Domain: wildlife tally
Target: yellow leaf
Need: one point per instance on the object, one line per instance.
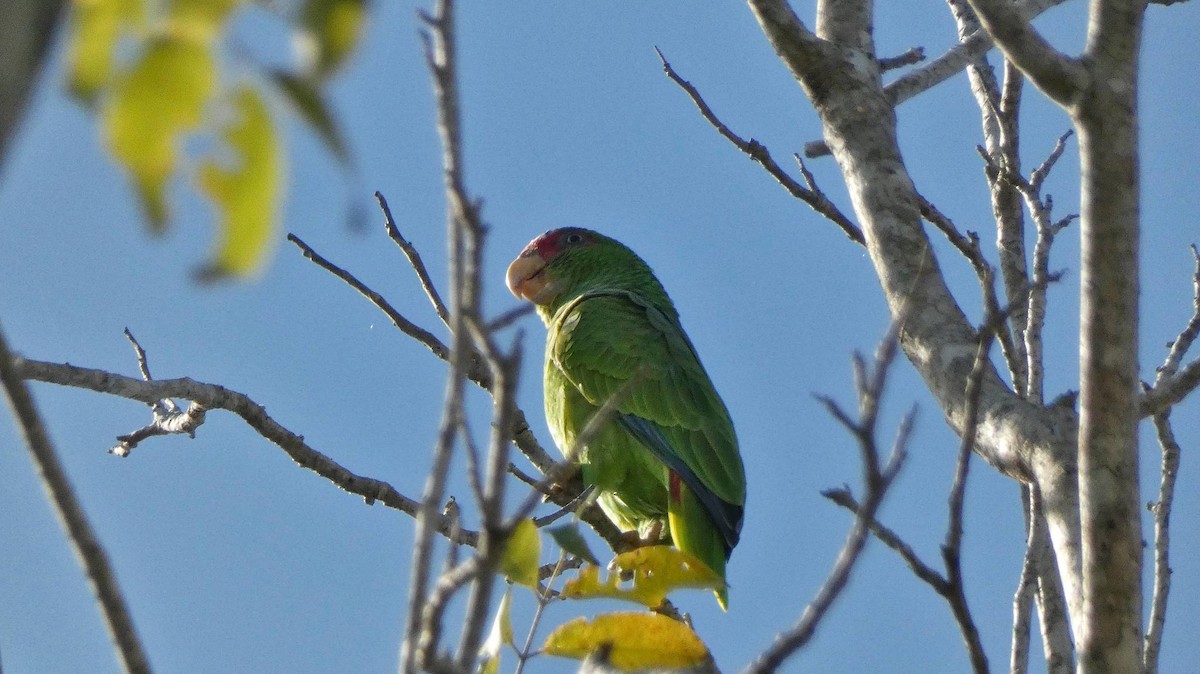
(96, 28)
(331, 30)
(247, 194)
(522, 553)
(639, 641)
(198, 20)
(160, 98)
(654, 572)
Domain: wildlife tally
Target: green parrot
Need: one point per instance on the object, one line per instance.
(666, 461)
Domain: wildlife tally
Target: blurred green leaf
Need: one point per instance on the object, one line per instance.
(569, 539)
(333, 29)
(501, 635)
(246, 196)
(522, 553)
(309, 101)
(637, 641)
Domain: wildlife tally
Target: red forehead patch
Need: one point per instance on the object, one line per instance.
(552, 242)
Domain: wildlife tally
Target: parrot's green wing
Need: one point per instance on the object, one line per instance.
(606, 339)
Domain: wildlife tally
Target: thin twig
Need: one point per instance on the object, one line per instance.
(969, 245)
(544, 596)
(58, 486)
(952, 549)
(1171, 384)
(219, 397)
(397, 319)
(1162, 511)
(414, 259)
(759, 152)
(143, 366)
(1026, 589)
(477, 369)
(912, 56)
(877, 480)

WHAT TO WORK ON: Write only the number of lines in the listing that hold the word "leaf".

EXERCISE ANSWER: 2